(Location identification entries)
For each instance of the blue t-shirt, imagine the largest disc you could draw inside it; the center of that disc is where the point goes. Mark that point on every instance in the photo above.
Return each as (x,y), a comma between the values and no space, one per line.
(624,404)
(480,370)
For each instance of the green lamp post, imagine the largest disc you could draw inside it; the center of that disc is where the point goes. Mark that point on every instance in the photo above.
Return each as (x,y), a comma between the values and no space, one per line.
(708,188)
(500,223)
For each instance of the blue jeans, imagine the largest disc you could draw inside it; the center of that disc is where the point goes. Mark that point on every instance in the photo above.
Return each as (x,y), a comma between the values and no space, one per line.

- TASK STATEMENT -
Render the lines of the entries above as a Markdown table with the columns Row and Line, numbering each row and leaving out blank lines.

- RESPONSE -
| Row | Line |
|---|---|
| 1 | For each instance of the blue t-shirt, imagine the largest disc you could draw inside it; the center of that disc is where the point goes. Mark that point on every instance in the photo above. |
| 2 | Return each as (x,y), a comma between the values and no space, one per line. |
| 3 | (624,404) |
| 4 | (480,370) |
| 5 | For each instance of the green lamp post, imagine the largest disc you could draw inside it; the center of that disc is where the point goes. Mark that point on every instance in the photo above. |
| 6 | Return each as (x,y), a comma between the values and no space, one per line. |
| 7 | (708,188) |
| 8 | (500,223) |
| 9 | For each instance of the blue jeans, imagine the largest disc you could draw inside it; the center of that disc is where the point goes. Mark that point on every instance in the photo above. |
| 10 | Return each as (x,y), a comma between the values and no space, one per line. |